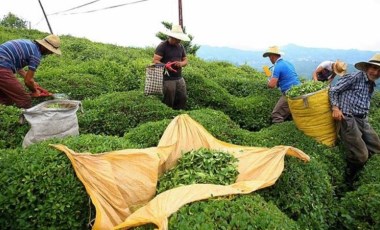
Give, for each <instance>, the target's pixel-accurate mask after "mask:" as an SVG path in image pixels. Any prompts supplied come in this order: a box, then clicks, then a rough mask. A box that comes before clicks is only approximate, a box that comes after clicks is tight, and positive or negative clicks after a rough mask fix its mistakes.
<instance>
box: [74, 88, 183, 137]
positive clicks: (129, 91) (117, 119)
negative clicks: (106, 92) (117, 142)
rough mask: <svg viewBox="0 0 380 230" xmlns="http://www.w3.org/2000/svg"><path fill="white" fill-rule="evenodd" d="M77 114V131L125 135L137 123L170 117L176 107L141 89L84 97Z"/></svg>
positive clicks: (162, 118) (155, 120)
mask: <svg viewBox="0 0 380 230" xmlns="http://www.w3.org/2000/svg"><path fill="white" fill-rule="evenodd" d="M82 104H83V108H84V110H85V112H84V113H80V114H79V115H78V121H79V128H80V133H93V134H105V135H116V136H124V133H125V132H128V131H129V129H131V128H134V127H137V126H138V125H140V124H143V123H146V122H149V121H157V120H162V119H168V118H172V117H173V116H175V115H177V112H176V111H175V110H172V109H171V108H169V107H167V106H166V105H165V104H163V103H161V102H160V101H158V99H157V98H155V97H150V96H144V94H143V92H141V91H128V92H117V93H109V94H104V95H100V96H99V97H97V98H96V99H93V100H84V101H83V103H82Z"/></svg>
━━━━━━━━
Task objective »
Could you please return the entries above exactly, minus the pictures?

Result of this exercise »
Give, for each <instance>, the target's pixel-accurate mask after "mask:" as an SVG path in image pixels. Any prompts supplied come in this order: a box, then clicks, then a rough mask. A box that comes before clicks is only approximate, a box that comes after clicks is tight, and positive or negative clicks after a rough mask fix its mistakes.
<instance>
box: [74, 88, 183, 137]
positive clicks: (129, 91) (117, 119)
negative clicks: (106, 92) (117, 142)
rough mask: <svg viewBox="0 0 380 230" xmlns="http://www.w3.org/2000/svg"><path fill="white" fill-rule="evenodd" d="M77 114V131L125 135L137 123L170 117L176 107L141 89L84 97Z"/></svg>
positive clicks: (162, 118) (155, 120)
mask: <svg viewBox="0 0 380 230" xmlns="http://www.w3.org/2000/svg"><path fill="white" fill-rule="evenodd" d="M82 104H83V108H84V110H85V112H84V113H80V114H79V115H78V121H79V128H80V133H93V134H105V135H116V136H124V133H125V132H128V131H129V129H131V128H134V127H137V126H138V125H140V124H143V123H146V122H149V121H157V120H162V119H168V118H172V117H173V116H175V115H177V112H176V111H175V110H172V109H171V108H169V107H167V106H166V105H165V104H163V103H161V102H160V101H158V99H157V98H155V97H150V96H144V94H143V92H141V91H128V92H117V93H109V94H104V95H100V96H99V97H97V98H96V99H93V100H84V101H83V103H82Z"/></svg>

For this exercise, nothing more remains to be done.